- **Problem statement**
How many lines of the material below contain the string "shorts"? Reply with the number alone.

- **Data to process**
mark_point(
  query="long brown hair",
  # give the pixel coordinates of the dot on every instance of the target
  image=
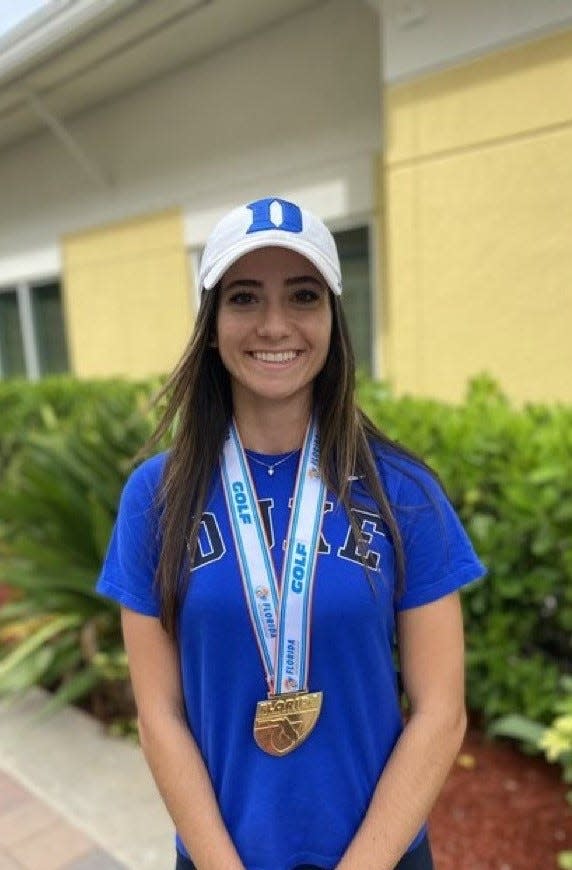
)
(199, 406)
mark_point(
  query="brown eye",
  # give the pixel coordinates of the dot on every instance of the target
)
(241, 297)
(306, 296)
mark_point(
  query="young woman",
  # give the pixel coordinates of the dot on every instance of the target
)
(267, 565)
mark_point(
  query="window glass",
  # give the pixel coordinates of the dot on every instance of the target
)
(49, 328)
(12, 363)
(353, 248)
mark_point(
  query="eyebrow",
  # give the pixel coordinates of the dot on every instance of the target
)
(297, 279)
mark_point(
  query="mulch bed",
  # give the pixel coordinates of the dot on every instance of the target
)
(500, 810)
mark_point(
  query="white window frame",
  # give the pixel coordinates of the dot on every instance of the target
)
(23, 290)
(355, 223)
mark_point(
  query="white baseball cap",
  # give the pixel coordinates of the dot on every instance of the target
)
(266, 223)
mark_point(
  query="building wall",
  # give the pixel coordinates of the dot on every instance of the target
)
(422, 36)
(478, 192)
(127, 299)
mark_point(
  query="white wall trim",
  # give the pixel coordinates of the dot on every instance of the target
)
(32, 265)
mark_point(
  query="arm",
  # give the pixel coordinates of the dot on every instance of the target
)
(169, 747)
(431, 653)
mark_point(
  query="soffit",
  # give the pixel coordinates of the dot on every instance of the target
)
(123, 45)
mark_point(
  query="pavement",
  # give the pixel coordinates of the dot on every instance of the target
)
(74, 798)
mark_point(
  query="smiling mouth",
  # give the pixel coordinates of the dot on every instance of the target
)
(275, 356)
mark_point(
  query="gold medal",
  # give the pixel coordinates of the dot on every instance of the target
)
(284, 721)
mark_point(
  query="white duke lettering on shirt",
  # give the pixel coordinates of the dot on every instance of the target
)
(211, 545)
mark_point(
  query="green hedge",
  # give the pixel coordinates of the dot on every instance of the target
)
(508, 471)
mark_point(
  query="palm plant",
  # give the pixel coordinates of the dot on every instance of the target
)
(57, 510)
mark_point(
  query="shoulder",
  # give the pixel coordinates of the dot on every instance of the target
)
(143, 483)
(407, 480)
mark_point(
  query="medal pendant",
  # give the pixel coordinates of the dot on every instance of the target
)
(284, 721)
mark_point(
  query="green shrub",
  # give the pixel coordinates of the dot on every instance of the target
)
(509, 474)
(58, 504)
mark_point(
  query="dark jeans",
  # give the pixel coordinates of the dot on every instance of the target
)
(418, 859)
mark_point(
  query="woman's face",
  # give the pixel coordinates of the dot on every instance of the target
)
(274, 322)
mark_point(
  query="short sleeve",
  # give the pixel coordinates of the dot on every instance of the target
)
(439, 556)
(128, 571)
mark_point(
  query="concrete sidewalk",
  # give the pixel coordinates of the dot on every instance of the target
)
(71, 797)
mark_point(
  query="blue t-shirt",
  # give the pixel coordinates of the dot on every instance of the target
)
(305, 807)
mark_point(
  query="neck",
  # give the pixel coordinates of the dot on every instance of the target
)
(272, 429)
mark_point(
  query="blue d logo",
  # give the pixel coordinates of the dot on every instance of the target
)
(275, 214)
==
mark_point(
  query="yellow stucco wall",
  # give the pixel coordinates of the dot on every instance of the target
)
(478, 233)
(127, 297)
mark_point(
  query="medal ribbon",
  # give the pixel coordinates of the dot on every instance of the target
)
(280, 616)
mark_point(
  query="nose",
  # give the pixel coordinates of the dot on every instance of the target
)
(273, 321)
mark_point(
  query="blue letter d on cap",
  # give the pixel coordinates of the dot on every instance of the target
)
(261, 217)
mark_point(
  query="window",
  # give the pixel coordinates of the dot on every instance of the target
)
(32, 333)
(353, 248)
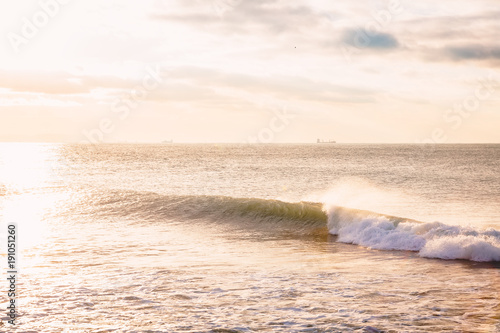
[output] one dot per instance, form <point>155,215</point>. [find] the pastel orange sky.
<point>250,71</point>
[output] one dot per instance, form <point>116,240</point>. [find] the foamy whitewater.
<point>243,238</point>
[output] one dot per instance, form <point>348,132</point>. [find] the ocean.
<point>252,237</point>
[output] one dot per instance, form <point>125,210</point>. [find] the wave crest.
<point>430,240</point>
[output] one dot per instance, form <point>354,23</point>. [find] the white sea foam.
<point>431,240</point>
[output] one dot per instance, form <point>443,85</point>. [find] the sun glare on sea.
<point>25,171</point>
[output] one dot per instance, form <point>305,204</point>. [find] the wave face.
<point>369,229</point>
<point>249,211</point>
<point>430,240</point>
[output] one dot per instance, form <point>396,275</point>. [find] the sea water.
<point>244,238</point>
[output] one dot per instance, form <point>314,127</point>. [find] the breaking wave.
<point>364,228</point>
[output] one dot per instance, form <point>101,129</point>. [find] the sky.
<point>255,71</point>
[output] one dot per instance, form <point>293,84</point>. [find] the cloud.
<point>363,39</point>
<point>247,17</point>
...
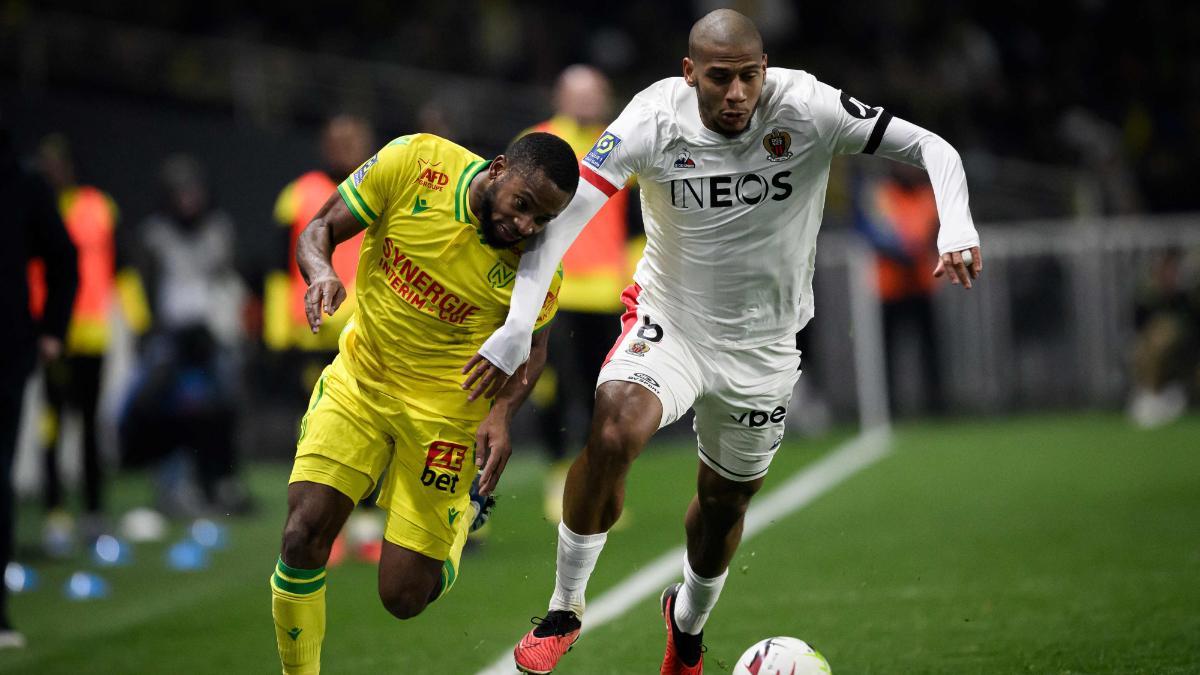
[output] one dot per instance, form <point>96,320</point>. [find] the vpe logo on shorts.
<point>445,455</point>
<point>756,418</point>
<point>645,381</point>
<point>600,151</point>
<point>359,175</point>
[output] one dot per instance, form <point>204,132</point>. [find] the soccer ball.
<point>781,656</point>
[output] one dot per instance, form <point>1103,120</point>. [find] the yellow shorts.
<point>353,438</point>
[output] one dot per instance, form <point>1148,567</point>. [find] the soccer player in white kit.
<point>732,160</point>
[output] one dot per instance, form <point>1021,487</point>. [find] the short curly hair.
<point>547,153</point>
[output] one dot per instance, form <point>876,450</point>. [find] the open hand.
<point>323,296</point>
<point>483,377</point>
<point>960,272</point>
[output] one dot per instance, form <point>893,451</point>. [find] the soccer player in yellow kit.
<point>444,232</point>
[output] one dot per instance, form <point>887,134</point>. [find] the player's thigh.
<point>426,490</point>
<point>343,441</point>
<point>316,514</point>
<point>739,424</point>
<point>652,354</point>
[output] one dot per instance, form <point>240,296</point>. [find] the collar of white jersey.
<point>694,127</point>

- **Answer to the exercise**
2